Listing
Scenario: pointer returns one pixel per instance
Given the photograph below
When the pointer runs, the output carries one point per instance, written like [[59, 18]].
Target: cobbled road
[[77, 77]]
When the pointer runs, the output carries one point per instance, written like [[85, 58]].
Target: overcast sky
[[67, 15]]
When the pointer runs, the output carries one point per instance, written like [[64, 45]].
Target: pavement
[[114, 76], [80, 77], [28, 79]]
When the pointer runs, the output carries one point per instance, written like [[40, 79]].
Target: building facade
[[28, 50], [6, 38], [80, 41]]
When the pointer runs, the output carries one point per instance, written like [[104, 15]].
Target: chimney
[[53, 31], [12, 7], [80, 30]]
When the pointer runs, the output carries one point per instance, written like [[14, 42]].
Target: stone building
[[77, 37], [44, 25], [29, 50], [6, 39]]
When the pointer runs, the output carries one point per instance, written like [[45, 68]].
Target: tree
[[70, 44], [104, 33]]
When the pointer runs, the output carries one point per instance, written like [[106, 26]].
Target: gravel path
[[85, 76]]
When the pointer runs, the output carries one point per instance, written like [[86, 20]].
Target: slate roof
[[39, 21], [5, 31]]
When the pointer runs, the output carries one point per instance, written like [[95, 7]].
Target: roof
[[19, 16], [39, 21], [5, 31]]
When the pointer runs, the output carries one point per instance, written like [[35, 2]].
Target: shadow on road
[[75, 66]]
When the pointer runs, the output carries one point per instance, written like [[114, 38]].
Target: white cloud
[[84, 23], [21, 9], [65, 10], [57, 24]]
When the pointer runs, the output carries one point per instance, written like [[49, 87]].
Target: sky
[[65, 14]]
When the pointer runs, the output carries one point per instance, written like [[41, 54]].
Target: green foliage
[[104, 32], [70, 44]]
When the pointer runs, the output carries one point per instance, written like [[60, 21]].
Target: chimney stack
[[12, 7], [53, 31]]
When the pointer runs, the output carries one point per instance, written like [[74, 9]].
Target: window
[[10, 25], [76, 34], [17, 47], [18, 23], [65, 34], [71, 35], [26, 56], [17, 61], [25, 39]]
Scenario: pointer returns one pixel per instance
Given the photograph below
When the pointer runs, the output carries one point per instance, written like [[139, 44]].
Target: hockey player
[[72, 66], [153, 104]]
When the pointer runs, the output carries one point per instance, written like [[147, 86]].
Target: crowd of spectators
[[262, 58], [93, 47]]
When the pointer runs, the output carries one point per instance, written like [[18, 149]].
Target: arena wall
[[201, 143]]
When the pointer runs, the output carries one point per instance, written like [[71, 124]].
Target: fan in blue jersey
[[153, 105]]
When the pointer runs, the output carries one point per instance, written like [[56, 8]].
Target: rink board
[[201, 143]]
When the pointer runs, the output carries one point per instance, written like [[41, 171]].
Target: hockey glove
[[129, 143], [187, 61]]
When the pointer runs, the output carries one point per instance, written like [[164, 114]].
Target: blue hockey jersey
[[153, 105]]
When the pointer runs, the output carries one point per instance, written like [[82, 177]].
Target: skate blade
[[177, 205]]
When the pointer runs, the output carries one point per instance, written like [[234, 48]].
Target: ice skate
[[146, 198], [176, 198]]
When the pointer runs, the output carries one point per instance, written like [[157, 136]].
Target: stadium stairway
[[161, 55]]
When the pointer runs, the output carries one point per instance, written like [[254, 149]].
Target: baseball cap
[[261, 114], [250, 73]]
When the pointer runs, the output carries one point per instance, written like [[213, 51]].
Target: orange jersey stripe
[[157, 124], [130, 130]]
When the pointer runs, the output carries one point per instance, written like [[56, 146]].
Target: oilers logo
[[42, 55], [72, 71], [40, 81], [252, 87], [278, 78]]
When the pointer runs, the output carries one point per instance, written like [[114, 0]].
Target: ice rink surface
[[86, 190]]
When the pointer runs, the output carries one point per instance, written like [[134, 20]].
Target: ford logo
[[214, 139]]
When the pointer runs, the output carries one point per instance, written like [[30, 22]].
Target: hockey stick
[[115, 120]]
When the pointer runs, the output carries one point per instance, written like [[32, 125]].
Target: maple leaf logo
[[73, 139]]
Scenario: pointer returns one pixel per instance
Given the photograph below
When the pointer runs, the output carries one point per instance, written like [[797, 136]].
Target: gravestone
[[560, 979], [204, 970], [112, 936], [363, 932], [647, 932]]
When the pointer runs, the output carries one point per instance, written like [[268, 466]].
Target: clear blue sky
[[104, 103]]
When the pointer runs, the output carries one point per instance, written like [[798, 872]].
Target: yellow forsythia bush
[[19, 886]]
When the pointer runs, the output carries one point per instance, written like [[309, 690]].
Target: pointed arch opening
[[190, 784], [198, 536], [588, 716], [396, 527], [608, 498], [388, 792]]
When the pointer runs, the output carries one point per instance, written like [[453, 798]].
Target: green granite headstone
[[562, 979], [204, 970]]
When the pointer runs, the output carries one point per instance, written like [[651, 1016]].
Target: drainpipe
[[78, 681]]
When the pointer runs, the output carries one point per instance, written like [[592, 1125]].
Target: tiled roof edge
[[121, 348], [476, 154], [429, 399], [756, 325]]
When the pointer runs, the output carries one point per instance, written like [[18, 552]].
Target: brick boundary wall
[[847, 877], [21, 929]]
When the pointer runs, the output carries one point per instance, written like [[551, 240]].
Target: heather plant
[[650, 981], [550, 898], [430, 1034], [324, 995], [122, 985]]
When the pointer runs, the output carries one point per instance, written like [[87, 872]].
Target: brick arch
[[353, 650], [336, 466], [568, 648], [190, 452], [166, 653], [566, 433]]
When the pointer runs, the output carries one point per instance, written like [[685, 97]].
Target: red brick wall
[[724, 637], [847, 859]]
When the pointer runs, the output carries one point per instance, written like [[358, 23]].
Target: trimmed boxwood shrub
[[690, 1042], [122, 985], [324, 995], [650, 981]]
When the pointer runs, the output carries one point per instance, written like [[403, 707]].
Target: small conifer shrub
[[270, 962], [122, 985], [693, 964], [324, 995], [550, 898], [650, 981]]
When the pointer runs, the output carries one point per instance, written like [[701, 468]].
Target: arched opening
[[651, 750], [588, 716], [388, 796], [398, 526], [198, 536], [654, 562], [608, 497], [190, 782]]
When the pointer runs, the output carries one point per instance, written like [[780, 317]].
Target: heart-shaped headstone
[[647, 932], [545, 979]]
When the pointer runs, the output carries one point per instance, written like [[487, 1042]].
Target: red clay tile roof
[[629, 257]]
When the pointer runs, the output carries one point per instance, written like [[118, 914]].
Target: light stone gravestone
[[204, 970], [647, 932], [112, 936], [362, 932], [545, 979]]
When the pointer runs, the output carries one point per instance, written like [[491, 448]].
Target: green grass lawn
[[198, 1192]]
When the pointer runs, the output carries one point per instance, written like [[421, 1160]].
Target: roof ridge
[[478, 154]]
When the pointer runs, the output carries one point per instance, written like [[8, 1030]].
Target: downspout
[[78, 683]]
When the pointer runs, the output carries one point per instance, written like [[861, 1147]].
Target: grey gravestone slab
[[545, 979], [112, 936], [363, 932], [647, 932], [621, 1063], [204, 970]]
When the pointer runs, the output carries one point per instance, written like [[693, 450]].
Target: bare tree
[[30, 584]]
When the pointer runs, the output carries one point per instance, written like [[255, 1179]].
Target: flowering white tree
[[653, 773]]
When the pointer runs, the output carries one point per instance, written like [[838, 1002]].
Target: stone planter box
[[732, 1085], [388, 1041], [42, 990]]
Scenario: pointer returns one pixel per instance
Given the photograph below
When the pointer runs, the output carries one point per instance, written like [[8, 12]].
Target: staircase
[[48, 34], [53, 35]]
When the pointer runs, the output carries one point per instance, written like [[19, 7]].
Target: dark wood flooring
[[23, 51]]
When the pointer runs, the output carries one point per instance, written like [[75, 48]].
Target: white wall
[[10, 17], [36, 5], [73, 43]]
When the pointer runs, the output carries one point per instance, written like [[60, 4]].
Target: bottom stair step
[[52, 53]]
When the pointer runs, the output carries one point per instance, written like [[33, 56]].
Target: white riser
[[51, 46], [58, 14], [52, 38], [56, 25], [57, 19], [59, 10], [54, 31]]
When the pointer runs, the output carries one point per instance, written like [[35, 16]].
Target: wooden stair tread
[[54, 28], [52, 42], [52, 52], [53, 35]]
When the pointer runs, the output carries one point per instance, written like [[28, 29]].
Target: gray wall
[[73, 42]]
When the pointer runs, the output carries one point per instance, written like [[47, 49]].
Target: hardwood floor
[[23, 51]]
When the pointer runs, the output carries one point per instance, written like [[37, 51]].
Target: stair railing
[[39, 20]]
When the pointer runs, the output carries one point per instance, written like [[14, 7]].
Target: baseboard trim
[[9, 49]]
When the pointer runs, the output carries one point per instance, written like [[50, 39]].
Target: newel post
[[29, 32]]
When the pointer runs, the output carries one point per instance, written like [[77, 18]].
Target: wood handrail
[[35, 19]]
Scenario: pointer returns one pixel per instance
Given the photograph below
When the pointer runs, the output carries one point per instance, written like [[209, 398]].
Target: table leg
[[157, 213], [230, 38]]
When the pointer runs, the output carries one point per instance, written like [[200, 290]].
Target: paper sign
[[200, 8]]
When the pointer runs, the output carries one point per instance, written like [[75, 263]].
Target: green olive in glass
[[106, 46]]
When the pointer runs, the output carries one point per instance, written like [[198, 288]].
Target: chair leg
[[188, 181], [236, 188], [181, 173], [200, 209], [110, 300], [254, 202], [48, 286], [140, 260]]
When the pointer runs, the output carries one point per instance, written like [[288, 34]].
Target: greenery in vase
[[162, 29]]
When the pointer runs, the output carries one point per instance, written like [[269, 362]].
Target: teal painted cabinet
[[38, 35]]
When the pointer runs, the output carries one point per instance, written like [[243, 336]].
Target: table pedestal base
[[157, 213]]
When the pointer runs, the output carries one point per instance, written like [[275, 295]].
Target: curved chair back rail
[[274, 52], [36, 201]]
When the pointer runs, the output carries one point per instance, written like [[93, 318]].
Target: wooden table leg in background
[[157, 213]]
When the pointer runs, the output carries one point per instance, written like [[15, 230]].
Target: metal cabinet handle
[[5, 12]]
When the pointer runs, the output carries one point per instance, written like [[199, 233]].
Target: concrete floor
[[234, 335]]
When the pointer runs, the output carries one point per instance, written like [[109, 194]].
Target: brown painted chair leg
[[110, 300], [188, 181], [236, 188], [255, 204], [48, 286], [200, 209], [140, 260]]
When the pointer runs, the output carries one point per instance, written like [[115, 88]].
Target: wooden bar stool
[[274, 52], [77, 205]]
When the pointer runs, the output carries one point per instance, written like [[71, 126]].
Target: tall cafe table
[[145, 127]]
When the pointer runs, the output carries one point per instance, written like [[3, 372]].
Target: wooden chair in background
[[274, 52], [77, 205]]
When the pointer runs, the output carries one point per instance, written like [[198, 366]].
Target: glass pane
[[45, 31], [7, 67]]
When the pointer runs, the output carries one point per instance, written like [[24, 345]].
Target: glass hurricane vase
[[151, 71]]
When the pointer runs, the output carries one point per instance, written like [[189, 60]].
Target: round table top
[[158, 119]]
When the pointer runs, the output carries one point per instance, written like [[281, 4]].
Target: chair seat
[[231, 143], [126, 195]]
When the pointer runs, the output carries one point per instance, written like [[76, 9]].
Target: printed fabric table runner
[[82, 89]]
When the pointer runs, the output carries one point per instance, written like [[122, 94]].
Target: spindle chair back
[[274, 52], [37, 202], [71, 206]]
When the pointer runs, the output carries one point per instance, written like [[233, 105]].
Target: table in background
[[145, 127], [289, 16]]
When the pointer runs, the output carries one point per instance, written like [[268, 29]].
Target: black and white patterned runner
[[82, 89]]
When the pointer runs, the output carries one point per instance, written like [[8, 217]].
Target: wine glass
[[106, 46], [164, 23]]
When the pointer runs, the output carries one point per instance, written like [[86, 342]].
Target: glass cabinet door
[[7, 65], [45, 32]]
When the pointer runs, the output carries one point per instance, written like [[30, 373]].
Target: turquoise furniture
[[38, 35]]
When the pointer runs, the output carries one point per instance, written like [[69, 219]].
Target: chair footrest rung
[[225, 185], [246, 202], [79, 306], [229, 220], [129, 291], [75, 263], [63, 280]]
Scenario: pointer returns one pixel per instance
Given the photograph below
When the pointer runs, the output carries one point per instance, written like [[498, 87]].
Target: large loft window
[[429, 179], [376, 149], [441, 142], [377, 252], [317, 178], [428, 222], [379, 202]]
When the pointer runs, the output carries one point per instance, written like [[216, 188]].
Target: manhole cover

Aim
Recast as a numbered list the lines between the one containing "like [[243, 336]]." and the one containing "209], [140, 260]]", inclusive, leaving out any blank lines.

The output
1. When the pointer runs, the output carries one point per instance, written like [[243, 336]].
2. Target: table pedestal base
3. [[157, 213]]
4. When the pointer runs, the output carries one point per instance, written like [[275, 295]].
5. Target: curved chair back rail
6. [[274, 52], [36, 201]]
7. When the pointer runs, the output carries one point per instance, written like [[93, 318]].
8. Target: wooden table leg in background
9. [[157, 213]]
10. When the pointer runs, the output carries one point per instance, written like [[15, 230]].
11. Target: metal cabinet handle
12. [[5, 12]]
13. When the pointer runs, the output carries one point per instance, written like [[199, 233]].
14. Target: concrete floor
15. [[234, 335]]
16. When the pointer runs, the output carries one point per instance, written like [[109, 194]].
17. Target: brown painted chair leg
18. [[110, 300], [188, 181], [236, 188], [255, 204], [48, 286], [200, 209], [140, 260]]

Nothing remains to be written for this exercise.